### GIVEN PROBLEM
Copy out the items below with every "one per line" swapped for "each on its own line", leaving all other text as it is.
# start of DATA LISTING
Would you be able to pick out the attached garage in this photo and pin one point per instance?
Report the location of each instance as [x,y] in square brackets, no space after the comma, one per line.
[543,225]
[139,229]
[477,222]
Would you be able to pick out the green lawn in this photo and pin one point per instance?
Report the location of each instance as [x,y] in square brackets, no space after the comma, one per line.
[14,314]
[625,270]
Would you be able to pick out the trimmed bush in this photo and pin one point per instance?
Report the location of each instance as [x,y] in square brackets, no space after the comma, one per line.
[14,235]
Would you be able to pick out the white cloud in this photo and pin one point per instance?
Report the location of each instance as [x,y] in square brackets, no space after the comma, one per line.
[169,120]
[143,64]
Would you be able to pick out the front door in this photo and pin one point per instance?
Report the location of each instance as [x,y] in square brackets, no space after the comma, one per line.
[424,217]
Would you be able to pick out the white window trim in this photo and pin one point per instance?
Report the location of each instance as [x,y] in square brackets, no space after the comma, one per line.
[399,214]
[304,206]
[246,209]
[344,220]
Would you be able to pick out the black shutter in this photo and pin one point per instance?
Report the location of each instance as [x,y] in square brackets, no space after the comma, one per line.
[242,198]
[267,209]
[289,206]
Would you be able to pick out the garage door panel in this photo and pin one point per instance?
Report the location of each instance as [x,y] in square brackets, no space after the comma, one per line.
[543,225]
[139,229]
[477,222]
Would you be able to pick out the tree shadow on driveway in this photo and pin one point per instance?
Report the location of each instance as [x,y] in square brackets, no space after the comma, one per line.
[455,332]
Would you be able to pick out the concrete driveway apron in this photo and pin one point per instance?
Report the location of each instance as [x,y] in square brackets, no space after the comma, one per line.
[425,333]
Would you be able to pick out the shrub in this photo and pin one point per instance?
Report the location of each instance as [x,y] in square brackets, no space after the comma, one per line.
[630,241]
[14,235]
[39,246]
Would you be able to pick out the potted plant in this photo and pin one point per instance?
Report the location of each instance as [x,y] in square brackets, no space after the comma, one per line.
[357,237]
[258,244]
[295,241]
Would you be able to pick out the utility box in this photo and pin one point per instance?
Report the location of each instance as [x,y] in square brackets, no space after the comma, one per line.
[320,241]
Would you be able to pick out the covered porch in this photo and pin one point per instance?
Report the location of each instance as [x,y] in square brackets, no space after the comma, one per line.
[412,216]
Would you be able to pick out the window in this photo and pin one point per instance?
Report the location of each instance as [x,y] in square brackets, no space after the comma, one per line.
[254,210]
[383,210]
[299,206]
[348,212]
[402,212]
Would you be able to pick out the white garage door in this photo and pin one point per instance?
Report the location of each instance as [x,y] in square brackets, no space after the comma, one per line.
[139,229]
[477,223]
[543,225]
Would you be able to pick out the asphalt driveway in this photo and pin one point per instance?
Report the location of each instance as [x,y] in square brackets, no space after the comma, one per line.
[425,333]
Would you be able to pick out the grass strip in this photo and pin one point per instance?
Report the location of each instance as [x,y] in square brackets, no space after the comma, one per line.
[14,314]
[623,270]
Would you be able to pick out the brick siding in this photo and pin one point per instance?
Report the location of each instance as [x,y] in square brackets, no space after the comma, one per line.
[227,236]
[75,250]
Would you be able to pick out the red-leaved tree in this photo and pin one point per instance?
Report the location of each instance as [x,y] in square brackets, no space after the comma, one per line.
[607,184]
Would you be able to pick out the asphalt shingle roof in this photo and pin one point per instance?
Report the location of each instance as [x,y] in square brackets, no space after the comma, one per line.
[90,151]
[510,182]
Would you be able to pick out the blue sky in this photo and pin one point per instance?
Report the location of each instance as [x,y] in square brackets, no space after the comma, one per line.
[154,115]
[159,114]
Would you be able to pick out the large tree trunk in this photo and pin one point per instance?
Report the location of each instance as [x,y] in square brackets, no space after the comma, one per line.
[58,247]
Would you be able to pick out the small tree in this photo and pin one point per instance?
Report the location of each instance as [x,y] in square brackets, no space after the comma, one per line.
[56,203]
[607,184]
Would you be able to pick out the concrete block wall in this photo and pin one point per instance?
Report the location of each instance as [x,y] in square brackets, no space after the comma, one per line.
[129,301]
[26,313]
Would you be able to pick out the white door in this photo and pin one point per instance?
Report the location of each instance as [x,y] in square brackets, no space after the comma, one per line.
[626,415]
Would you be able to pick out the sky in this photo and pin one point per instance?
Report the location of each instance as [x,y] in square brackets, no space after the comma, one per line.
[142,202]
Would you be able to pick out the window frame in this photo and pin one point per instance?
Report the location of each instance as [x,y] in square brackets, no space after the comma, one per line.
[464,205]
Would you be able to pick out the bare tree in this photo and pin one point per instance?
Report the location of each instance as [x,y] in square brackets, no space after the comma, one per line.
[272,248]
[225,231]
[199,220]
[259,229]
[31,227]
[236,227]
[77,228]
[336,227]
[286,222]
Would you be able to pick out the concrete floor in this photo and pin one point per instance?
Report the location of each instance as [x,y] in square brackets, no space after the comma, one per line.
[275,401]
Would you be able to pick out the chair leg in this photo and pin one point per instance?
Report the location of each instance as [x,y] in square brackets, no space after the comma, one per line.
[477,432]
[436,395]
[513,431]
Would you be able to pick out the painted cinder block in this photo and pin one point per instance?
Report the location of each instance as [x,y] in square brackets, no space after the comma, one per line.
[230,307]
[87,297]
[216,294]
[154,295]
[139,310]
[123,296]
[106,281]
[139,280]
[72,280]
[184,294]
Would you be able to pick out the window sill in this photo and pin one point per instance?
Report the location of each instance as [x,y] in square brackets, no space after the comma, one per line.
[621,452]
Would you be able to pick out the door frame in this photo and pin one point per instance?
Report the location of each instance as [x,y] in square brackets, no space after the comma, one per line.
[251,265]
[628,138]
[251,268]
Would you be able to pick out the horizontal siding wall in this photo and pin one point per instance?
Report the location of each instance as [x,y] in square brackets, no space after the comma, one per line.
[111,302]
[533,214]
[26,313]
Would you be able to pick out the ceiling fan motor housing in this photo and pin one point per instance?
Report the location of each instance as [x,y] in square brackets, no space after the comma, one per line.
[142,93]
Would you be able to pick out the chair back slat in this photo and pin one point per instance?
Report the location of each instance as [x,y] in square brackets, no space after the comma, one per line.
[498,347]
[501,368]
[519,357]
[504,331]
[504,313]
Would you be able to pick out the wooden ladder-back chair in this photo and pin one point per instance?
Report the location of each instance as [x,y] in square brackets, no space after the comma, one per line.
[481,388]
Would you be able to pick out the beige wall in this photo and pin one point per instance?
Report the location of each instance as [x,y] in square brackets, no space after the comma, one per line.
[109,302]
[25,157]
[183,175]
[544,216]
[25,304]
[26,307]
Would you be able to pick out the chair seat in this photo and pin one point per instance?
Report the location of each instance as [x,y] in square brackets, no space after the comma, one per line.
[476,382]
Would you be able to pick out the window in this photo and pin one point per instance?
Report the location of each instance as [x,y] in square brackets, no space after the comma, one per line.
# end of DATA LISTING
### THE OUTPUT
Would you be able to pick out the attached garage in this photo and pin one point per instance?
Report the location of each instance as [x,y] in square brackets, no space after the comma, each on its own line.
[543,225]
[139,229]
[477,222]
Would you be able to pick out the green lawn in this photo and pin one point per instance?
Report the location of each instance as [x,y] in square brackets, no space after the comma, each on its own line.
[14,314]
[625,270]
Would you be able to pick out the trimmed bush in this photo and pin one point per instance?
Report the location of each instance as [x,y] in square brackets, no space after the comma, each on its own line.
[14,235]
Would you be able to pick out the white cloud in this photo and pin one point per instance?
Report the location of each instance as [x,y] in square brackets, no space after the comma, each on its own line.
[169,120]
[143,64]
Would you be able to pick out the front door in this photo and pin one point per instance?
Report the location of each instance as [x,y] in square brackets, no space after the comma, each on its own line.
[424,217]
Would you be able to pick out the white window trim in this photo and pin one point per instance?
Report the location of each instance as [x,y] in square brackets, no space after the comma, each on its own line.
[399,214]
[304,206]
[246,209]
[344,220]
Would you be able to pick out the black shutter in this photo and pin one point per instance?
Report the location of each instance as [x,y] in square brackets, no space after the comma, each on its own line.
[242,198]
[267,209]
[289,206]
Would you be able to pick out the garage door panel in this photo and pin one point per instance?
Report the location of each instance as [x,y] in square brackets, no space after the comma, each on its own line.
[543,225]
[139,229]
[477,222]
Would you be able to pick out the tree shadow on driveway in this photo and pin one point per instance?
Report the location of each instance as [x,y] in square brackets, no space after the comma, each on its own line.
[455,332]
Would you be able to pick out the concrete driveway apron in this photo and pin one point per instance?
Report the location of each instance as [x,y] in square brackets, no space after the comma, each on its own line.
[425,333]
Would you be able to pick out the shrub in this photo and pin one point per instance?
Report the location of each instance as [x,y] in square brackets, no space after the comma, each on its own line.
[630,241]
[14,235]
[39,246]
Would you be able to pick out the potted plant in this photo and pin one point per instance?
Report the location of each instance as [x,y] in square brackets, no space after the comma, each on its own line.
[357,237]
[258,244]
[295,241]
Would you be able to pick out the utility box in this photo and pin one point per instance?
Report the location of each instance as [x,y] in square brackets, no space after the comma, each on its own line.
[320,241]
Would you be able to pick out the covered porch in this photo and pin one point per instance?
Report the location of each instance as [x,y] in square brackets, no space after the comma, each on its own line.
[412,216]
Would you be able to pick out the window in this photo and pin one point per instance?
Report the location of each instance as [x,y] in square brackets, no space after the comma, each on its own line.
[254,210]
[383,210]
[299,206]
[348,212]
[402,212]
Would you be able to pick out the white garage door in this photo and pin one point per instance?
Report the location of each instance as [x,y] in square brackets, no space after the comma, each on its own line.
[139,229]
[477,223]
[543,225]
Would you be able to pick out the asphalt driveway in this photo and pin one point per instance?
Report the location of each instance as [x,y] in square brackets, no space after the comma, each on its own line.
[425,333]
Would you be able to pick out the grass strip in this photo and pin one point per instance?
Report the location of each instance as [x,y] in square brackets, no space after the comma, each on its own line.
[14,314]
[623,270]
Would you be able to pick out the brick siding in this photo and pin one point per instance?
Report the location of each instance as [x,y] in square brackets, no space after the comma, each on its own line.
[227,236]
[75,250]
Would you be able to pick out the red-leaved tree in this photo and pin one point per instance?
Report the location of each instance as [x,y] in square brackets, no space after the comma, each on its own line.
[607,184]
Would you be able to pick out the asphalt shingle roof in this photo and pin one point per instance?
Report the location of each instance as [x,y] in square brackets, no space after the comma, each on its own line.
[90,151]
[510,182]
Would you be able to pick out the blue sky in this photo and pin one point per instance?
Report the location of each instance as [x,y] in square brackets, no space after the comma, each on its own line.
[154,115]
[159,114]
Would you be able to pick out the large tree trunk in this photo and pin one point per instance?
Report the location of each instance as [x,y] in square brackets, no space after the comma, each on its own line.
[58,247]
Would you be able to pick out the small tree in this photo and pin one point per instance?
Report the location of each instance as [x,y] in square brackets, no space after the comma, each on its own line.
[56,203]
[607,184]
Would you be able to pick out the concrete block wall in this photo and pin one point per instance?
Report the location of each instance as [x,y] in square brackets, no space after the comma, each on its own line.
[129,301]
[26,313]
Would you be able to pick out the white door in this photo and pin one point per instance?
Report the location of each instance as [x,y] in square brackets, no space after the comma, each on its own line.
[626,415]
Would you be able to pick out the sky in this photo and pin one point per instance?
Report the location of each instance as [x,y] in square brackets, no space after the comma, each on its own line.
[142,202]
Would you be able to pick out the window frame in this photo and pin one point per instance?
Report the location of each instance as [x,y] in square brackets, no space after the comma, each on its own line.
[464,205]
Would you be able to pick out the bare tree in this photo and pin one point per instance?
Report the location of each instance as [x,y] in square brackets, no space after the comma, each on its own line.
[272,248]
[225,231]
[199,220]
[259,229]
[31,227]
[236,227]
[77,228]
[336,227]
[286,222]
Would you be able to pick out the concrete floor in this photo and pin one point per instance?
Report the location of each instance as [x,y] in square brackets, no space after the comma, each on its own line.
[275,401]
Would you be able to pick out the chair leg in this photo and pin one point per instance?
Report the location of each instance as [x,y] in square brackets, no space after the comma, each on its own line.
[477,432]
[436,395]
[513,431]
Would you be able to pick out the painted cinder block in this photo and pin one point per instance?
Report the location of each instance as [x,y] in square brackets, no space after the comma, each on its own line.
[230,307]
[87,297]
[216,294]
[154,295]
[139,310]
[123,296]
[106,281]
[139,280]
[72,280]
[184,294]
Would you be able to pick out the window sill in this photo and pin one point per instance?
Report the location of each instance as [x,y] in square brackets, no space after the comma, each on its own line.
[621,452]
Would you be able to pick out the door frame in this photo and pin one point per instance?
Report the location of each instance as [x,y] in square brackets, no space after the comma, each on its own line.
[251,265]
[628,138]
[251,268]
Would you be able to pick out the horizontal siding wall in this photo and pin one point per instance?
Report the location of each instance as [x,y] in square brackets, no space after the comma, each on its own line.
[111,302]
[533,214]
[26,313]
Would you be able to pick out the ceiling fan motor housing in this photo and pin one point per instance?
Report the location of each instance as [x,y] in square brackets, no space after the comma, each on its own line.
[142,93]
Would you be able to pick out the chair back slat in this photo and pin one point per instance?
Report the location of each instance as [x,y] in square brackets, no space after the comma, each on its own line.
[498,347]
[501,368]
[519,357]
[504,331]
[504,313]
Would you be able to pick out the wooden ladder-back chair in this photo and pin one point per instance?
Report the location of each instance as [x,y] in square brackets, no space after the comma, each on its own line.
[481,388]
Would you be able to pick out the beige wall in this photo and pin one point per instance?
Report the location of each instance as [x,y] in square brackets, no space after the comma, each on its own line.
[109,302]
[25,157]
[183,175]
[544,216]
[25,304]
[26,307]
Would you be able to pick out the chair seat in this photo and pin one point per instance?
Report the location of each instance as [x,y] in square brackets, no space after the comma, each on its own line.
[476,382]
Would you be able to pick out the window in this photo and pin one point per instance?
Report the location of each instance as [x,y] in square brackets, no space after the comma, each on its own line.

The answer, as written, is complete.